## RAW DATA
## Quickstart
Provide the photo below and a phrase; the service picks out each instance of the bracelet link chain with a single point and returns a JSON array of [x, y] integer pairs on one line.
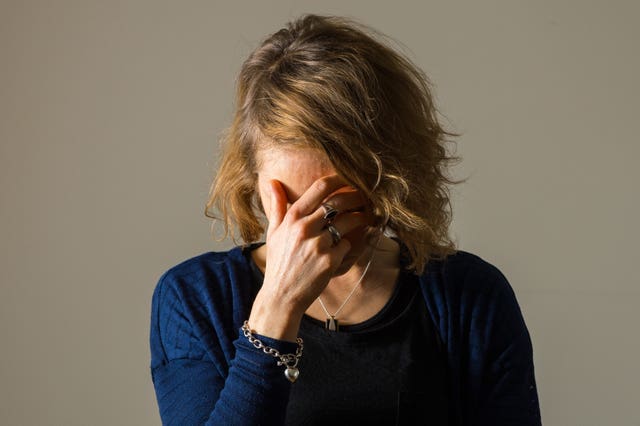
[[290, 361]]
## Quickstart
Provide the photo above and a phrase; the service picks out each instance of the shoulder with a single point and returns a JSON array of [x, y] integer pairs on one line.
[[466, 271], [197, 306], [466, 285], [210, 282], [204, 271]]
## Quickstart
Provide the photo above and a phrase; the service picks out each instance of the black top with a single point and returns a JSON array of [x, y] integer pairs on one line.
[[396, 355]]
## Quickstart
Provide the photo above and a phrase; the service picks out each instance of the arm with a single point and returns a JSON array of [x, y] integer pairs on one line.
[[195, 385], [506, 387]]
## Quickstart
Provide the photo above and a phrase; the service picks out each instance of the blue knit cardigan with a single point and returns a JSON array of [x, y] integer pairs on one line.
[[205, 372]]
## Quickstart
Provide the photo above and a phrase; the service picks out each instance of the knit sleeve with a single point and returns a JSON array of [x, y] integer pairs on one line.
[[193, 386], [504, 370]]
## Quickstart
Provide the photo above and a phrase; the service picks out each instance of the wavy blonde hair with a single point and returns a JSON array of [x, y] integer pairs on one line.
[[333, 84]]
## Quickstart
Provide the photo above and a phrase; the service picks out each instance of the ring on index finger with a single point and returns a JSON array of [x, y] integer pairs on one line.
[[335, 234], [330, 212]]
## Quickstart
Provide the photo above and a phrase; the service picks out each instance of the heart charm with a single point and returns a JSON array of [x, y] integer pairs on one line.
[[291, 373]]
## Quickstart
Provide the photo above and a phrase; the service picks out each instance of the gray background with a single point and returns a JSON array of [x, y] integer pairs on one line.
[[109, 118]]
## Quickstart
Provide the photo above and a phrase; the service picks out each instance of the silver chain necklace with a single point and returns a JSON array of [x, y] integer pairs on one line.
[[331, 323]]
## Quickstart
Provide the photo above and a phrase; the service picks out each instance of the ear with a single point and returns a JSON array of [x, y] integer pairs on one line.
[[278, 202]]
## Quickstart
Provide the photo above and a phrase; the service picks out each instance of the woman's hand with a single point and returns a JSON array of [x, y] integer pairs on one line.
[[301, 256]]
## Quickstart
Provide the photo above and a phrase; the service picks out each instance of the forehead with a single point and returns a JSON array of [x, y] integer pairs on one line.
[[296, 168]]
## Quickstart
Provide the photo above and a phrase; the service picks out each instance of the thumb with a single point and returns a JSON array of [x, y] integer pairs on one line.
[[277, 204]]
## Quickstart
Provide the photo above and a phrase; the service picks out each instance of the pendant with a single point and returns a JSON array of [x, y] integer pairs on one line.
[[291, 373], [331, 324]]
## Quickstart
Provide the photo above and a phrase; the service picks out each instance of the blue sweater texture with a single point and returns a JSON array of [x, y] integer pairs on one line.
[[205, 372]]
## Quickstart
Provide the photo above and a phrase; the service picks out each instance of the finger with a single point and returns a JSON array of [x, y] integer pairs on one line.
[[278, 204], [318, 191], [345, 224], [346, 200]]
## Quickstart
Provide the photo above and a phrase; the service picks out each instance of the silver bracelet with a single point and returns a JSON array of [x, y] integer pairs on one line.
[[290, 361]]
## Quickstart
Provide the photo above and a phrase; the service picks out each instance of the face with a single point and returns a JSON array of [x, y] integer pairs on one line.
[[296, 169]]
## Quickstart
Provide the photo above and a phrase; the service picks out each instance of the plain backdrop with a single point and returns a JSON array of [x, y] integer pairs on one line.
[[110, 114]]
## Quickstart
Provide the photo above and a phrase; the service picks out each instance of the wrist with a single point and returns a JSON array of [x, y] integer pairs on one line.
[[274, 320]]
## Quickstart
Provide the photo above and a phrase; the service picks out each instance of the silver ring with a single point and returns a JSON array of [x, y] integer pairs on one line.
[[335, 234], [330, 212]]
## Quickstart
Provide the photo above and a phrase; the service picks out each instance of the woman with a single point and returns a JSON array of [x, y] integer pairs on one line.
[[356, 308]]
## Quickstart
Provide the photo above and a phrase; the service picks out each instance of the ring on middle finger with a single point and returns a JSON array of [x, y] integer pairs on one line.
[[330, 212], [335, 234]]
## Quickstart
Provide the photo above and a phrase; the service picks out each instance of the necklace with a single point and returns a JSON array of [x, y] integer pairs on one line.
[[331, 323]]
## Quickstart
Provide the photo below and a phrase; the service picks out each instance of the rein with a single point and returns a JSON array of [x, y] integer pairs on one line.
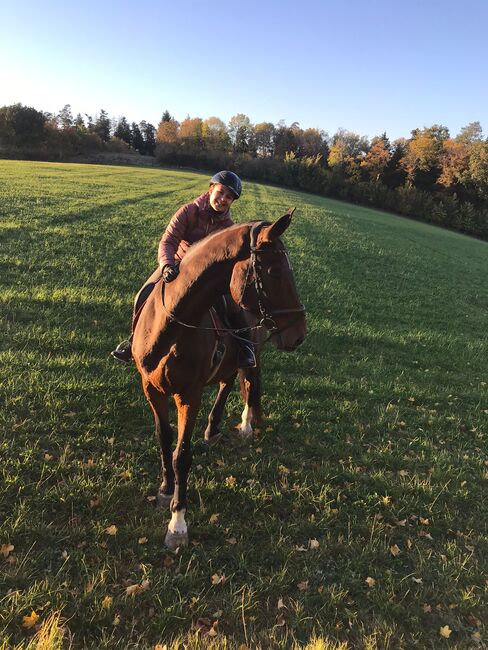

## WORK INSTRUCTIONS
The entries above need to be output again in full, exactly, and without pictures.

## TASK SOLUTION
## Quickstart
Provide the photo below and a phrase; the service picks out each instance of the bracelet link chain with a single point and returns a JSON array of [x, y] integer pairs on one line.
[[290, 361]]
## Quickstart
Provide the photo above and a phrase; the service picks out each instance of the shoulder with a single point and returns a JSON array of [x, y] integer pairs on one line.
[[466, 271], [197, 306], [466, 285], [210, 282], [204, 271]]
## Quickstart
Provide the photo above and a phrase; the service picks out each instance of the black top with a single point and returns a JSON array of [x, y] integer pairs on one line.
[[396, 355]]
## Quickstart
Provide the photo above and a phrase; the service picks out each instance of the arm with a single point and returns a JSON array of [x, y] integer pairs on one line.
[[195, 385], [506, 387]]
## Quickstart
Provide the photo above and a phrase; the service picks out each instance of the blue knit cardigan with a single point and returns a JSON array of [x, y] integer pairs on one line.
[[205, 372]]
## Quickstart
Provide the photo above and a phrase; the service picks out each instance of the knit sleeve with a single point and returns a JSON array of [x, y] integer pairs on one line.
[[193, 386], [504, 370]]
## Quickstart
Provide the photo above and a phrase; the service picks out each instance of the wavy blonde hair with a single point and returns a JSON array of [x, y] integer pairs on one line.
[[333, 84]]
## Quickstart
Provide the photo above and a phrase; the service picks out each instance of the ring on index finger with a single point and returns a JSON array of [x, y] integer pairs on one line.
[[335, 234], [330, 212]]
## Quickstart
Provide the photo above and a phrase; the service picks out each instance of the heart charm with a single point and returns a JSON array of [x, y] integer pairs on one line.
[[291, 373]]
## Quickstart
Provide the photo above and a phrase; the service picks out each instance of the gray background with a single point and returns a JSON array of [x, y] integer pairs on one line.
[[109, 118]]
## Quickstart
Provide the photo above and a phrase; the service picks out each instance of the silver chain necklace with a single point and returns a JSON array of [x, y] integer pairs on one line.
[[331, 323]]
## Quickstart
Provide the photo above and a phrase; the service picks out each instance of the ear with a single point and returns a JSON array of [x, y] integer pairs on one line.
[[278, 202]]
## Quickstart
Provide the photo above and a phrase; the service picks out each instance of the woman's hand with a single point and returns a JSON array of [x, y] integer pairs on one line.
[[301, 256]]
## Quickstart
Provide the photo above and a phrase; the service picks out each instance of the forehead with a single point and returns a JSON array of [x, y] integer pairs on one line.
[[296, 168]]
## Quickstart
Provide the photo above and a phrase; the service picks out each instance of the thumb with a single point and returns a JSON array of [x, y] integer pairs on one line.
[[277, 204]]
## Quickstart
Provide the photo above and a phrase; the service picks out each instance of the pendant with a single point and returns a JSON array of [x, y] integer pairs on one line.
[[291, 373], [331, 324]]
## Quickstart
Provide the photo above and a phrase; the service picks out each instance of the blue sweater texture with a single point and returns a JSON array of [x, y] integer pairs on one line.
[[205, 372]]
## Quickstart
Provide the photo above and a phrase; the service picks out each instance of the finger with a single point and returns a JSON array of [x, y] integer pairs on one line.
[[278, 204], [318, 191], [345, 224], [346, 200]]
## Quickstart
Provide the photo above and a phrase; the service picks out each instance of the silver bracelet with a single point and returns a JSON array of [x, y] integer pairs on one line.
[[290, 361]]
## Quickstart
Provide the photo above and a phrase; the service picks out each instance of the face with a single point and returns a JSON array of [x, y] integer pairs on one line.
[[296, 169]]
## Quickstart
Provide the photo above and a phrase; the service picks out each instance of the plain backdrop with a single point and returns a JSON array of [x, y] integer pairs on one line.
[[110, 114]]
## Quickstart
Provide the photo above and a phrase; the service picks out each instance of the wrist with a single point and returns a JSON array of [x, y] integer pairs on one line.
[[274, 320]]
## Quickstart
Provide the photo above and a phrase; the service picks out each instance of the silver ring with a single point and returns a JSON array of [x, y] integer pairs on one line.
[[335, 234], [330, 212]]
## Quickstart
Provide the photo above and a phrase; the service picks out each instance of the woman with a single point and returns a JSON array of [x, y] integer pairs on one line.
[[356, 308]]
## Quickstart
Provide the photo above and a phrase; the service picks out each instance of the ring on middle finger with a single point and returns a JSON array of [x, y] integer pairs on one line.
[[330, 212], [335, 234]]
## Quickstart
Provide the photo above and a phrase; the service picks out each instance of the necklace with a single point and returns a JSON array of [x, y] integer pairs on one line.
[[331, 323]]
## Quickstart
Provide the photo below and a phrase; the service picks out each instance of the rein with a single point and returns a JSON array of [x, y] integer pairs on one line.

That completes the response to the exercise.